#### Task item
Transcribe the records below exactly as they appear, omitting any pictures.

#### Supplied material
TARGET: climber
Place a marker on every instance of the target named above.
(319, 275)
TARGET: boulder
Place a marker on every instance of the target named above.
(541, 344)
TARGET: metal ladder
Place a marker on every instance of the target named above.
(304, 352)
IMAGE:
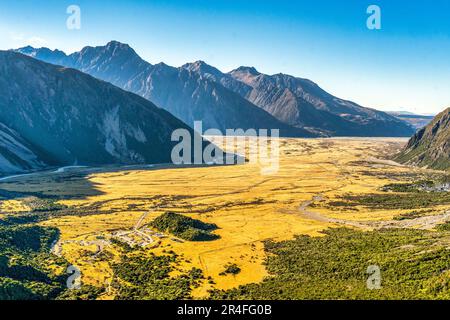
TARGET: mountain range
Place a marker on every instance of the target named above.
(56, 116)
(243, 98)
(430, 146)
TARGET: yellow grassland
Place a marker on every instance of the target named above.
(248, 207)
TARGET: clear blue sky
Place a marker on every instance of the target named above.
(405, 65)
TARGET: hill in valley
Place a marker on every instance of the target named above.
(51, 115)
(430, 146)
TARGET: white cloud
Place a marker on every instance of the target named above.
(20, 40)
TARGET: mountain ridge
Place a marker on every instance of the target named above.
(184, 94)
(430, 146)
(198, 91)
(61, 116)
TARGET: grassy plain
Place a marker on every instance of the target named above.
(248, 207)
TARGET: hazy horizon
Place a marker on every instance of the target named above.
(402, 67)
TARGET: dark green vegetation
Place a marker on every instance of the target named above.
(148, 278)
(231, 268)
(25, 266)
(430, 146)
(185, 227)
(24, 263)
(414, 265)
(416, 195)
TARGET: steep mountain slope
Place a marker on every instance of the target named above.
(16, 154)
(185, 94)
(300, 102)
(67, 117)
(430, 146)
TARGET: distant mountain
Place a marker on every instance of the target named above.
(302, 103)
(185, 94)
(416, 120)
(16, 154)
(51, 115)
(430, 146)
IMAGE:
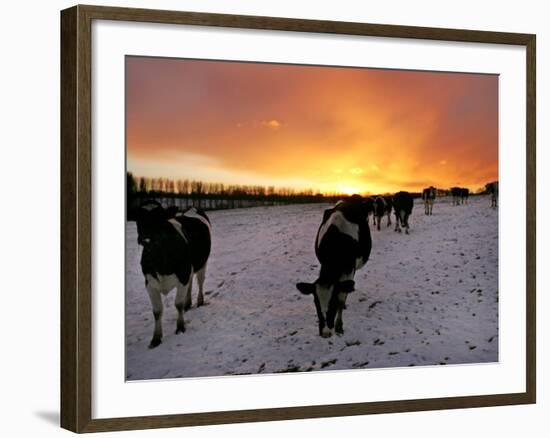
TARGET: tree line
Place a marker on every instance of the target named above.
(186, 193)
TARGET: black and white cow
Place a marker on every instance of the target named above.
(175, 248)
(464, 193)
(402, 206)
(389, 207)
(428, 195)
(343, 245)
(456, 192)
(379, 210)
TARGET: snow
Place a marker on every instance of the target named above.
(427, 298)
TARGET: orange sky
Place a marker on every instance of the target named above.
(326, 128)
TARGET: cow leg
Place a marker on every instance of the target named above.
(156, 302)
(200, 279)
(183, 293)
(397, 224)
(188, 300)
(339, 323)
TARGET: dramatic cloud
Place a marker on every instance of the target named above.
(346, 129)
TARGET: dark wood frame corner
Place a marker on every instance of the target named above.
(76, 173)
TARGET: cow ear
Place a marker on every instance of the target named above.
(346, 286)
(306, 288)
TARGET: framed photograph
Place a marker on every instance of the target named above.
(270, 218)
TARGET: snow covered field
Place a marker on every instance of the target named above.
(427, 298)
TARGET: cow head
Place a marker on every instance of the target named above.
(149, 215)
(328, 298)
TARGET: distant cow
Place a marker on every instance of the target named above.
(342, 246)
(369, 207)
(402, 207)
(379, 210)
(464, 193)
(428, 195)
(175, 248)
(389, 207)
(456, 192)
(493, 190)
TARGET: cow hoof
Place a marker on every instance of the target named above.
(155, 342)
(180, 329)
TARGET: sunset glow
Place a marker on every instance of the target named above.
(330, 129)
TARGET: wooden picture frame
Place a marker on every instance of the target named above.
(76, 217)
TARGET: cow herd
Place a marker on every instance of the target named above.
(176, 246)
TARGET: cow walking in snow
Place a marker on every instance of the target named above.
(389, 207)
(342, 246)
(379, 210)
(175, 248)
(428, 195)
(464, 193)
(402, 206)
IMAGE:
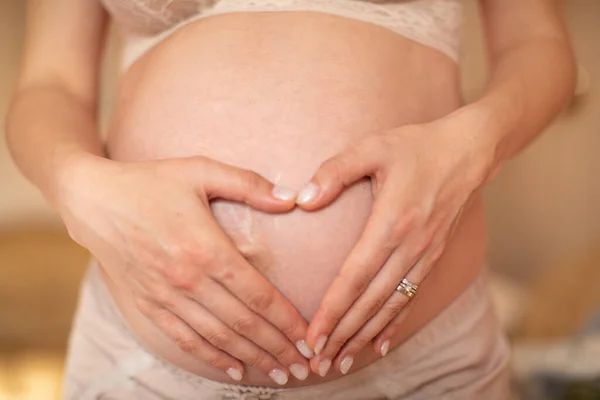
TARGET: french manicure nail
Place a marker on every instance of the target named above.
(308, 193)
(278, 376)
(320, 343)
(346, 364)
(299, 371)
(304, 350)
(283, 193)
(324, 367)
(385, 346)
(234, 374)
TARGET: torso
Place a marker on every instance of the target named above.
(279, 93)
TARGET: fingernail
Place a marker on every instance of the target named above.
(283, 193)
(385, 346)
(299, 371)
(234, 374)
(320, 343)
(278, 376)
(346, 364)
(308, 193)
(304, 350)
(324, 367)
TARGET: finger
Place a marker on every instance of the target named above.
(188, 340)
(364, 261)
(219, 180)
(216, 299)
(372, 302)
(222, 337)
(229, 268)
(334, 175)
(417, 274)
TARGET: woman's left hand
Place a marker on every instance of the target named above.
(422, 177)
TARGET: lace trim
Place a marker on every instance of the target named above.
(434, 23)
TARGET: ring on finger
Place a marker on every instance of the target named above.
(407, 288)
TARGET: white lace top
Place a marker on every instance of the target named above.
(434, 23)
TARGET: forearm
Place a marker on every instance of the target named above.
(529, 87)
(46, 129)
(532, 78)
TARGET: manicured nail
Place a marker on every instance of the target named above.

#### Answer to this task
TARGET: climber
Place a marker on every instance of the target named above.
(319, 275)
TARGET: boulder
Place a marker on every instance of the target named above.
(541, 344)
TARGET: metal ladder
Place a marker on every instance of the target named above.
(304, 352)
IMAGE:
TARGET: mountain range
Place a marker on every instance of the target named above.
(56, 116)
(243, 98)
(430, 146)
TARGET: yellow grassland
Place a marker on every instance of the target named above.
(248, 207)
TARGET: clear blue sky
Place a marker on every instance of the target named above.
(405, 65)
TARGET: hill in valley
Place a marker on every instance of the target named above.
(51, 115)
(430, 146)
TARGET: white cloud
Place a marker on every instance of the target named above.
(20, 40)
TARGET: mountain ridge
Place a marker on every instance of the target named above.
(184, 94)
(430, 146)
(198, 91)
(61, 116)
TARGET: grassy plain
Place a marker on every instance of the target named above.
(248, 207)
TARGET: hazy horizon
Place a marker on every instance of the target named above.
(402, 67)
TARGET: dark green vegetation
Place a marker on every instance of the target named above.
(148, 278)
(231, 268)
(25, 266)
(430, 146)
(185, 227)
(24, 263)
(414, 265)
(416, 195)
TARGET: steep mountain slope
Place a marker on every instance of the target named above.
(16, 154)
(185, 94)
(300, 102)
(67, 117)
(430, 146)
TARGET: distant mountain
Place a marker on every instance of the target named above.
(302, 103)
(185, 94)
(416, 120)
(16, 154)
(51, 115)
(430, 146)
IMAGE:
TARGET: tree line
Place a marker on every instance of the target named above.
(186, 193)
TARGET: black and white cow
Place a marker on every instance of the target named above.
(175, 248)
(464, 193)
(402, 206)
(389, 207)
(428, 195)
(343, 245)
(456, 192)
(379, 210)
TARGET: snow
Place a marker on every instance of the target named above.
(427, 298)
TARGET: orange sky
Place a marker on every instance of the target named above.
(326, 128)
TARGET: cow leg
Place a marker on every instance of the target named above.
(156, 302)
(200, 279)
(183, 293)
(397, 224)
(188, 300)
(339, 323)
TARGET: dramatic cloud
Place a marker on every instance of the target named above.
(346, 129)
TARGET: dark wood frame corner
Place a marker on every instance of the target named above.
(76, 173)
TARGET: cow ear
Place a marker on every instance of the target named above.
(346, 286)
(306, 288)
TARGET: framed photograph
Place a marker on every instance of the target named above.
(270, 218)
TARGET: snow covered field
Place a marker on every instance of the target named above.
(427, 298)
TARGET: cow head
Place a marker on every instance of the target named above.
(149, 215)
(328, 298)
TARGET: distant cow
Place a marker on every instance of the target named above.
(342, 246)
(369, 207)
(402, 207)
(379, 210)
(464, 193)
(428, 195)
(175, 248)
(389, 207)
(456, 192)
(493, 190)
TARGET: cow hoof
Place a marker on every instance of the target named above.
(155, 342)
(180, 329)
TARGET: sunset glow
Place a marker on every instance of the target named above.
(330, 129)
TARGET: wooden picture frame
Place a marker on every instance of the target named above.
(76, 217)
TARGET: cow herd
Place a marker on every instance of the target named above.
(176, 246)
TARGET: cow walking in snow
Place a marker on every instance of the target named above.
(389, 207)
(342, 246)
(379, 210)
(175, 248)
(428, 195)
(464, 193)
(402, 206)
IMAGE:
TARGET: french manicure nail
Place a marker on every instance of the target named above.
(308, 193)
(278, 376)
(320, 343)
(346, 364)
(299, 371)
(304, 350)
(283, 193)
(324, 367)
(385, 346)
(234, 374)
TARGET: torso
Place a marker on every instance of the target named above.
(279, 93)
TARGET: fingernail
Place a marker on every instance of the target named above.
(283, 193)
(385, 346)
(299, 371)
(234, 374)
(320, 343)
(278, 376)
(346, 364)
(308, 193)
(304, 350)
(324, 367)
TARGET: finger
Place a marker on every instance of the target named above.
(188, 340)
(364, 261)
(219, 180)
(216, 299)
(372, 302)
(222, 337)
(229, 268)
(334, 175)
(417, 274)
TARGET: woman's left hand
Place a marker on every instance of the target named above.
(422, 177)
TARGET: lace trim
Place a marker on every instance of the target named above.
(434, 23)
TARGET: ring on finger
Place a marker on every instance of the target named above.
(407, 288)
TARGET: white lace top
Place a marker on every instance of the target named above.
(434, 23)
TARGET: forearm
Place a marker on every instance of the target named above.
(529, 87)
(46, 129)
(532, 78)
TARGET: manicured nail
Place a marker on every instance of the target named above.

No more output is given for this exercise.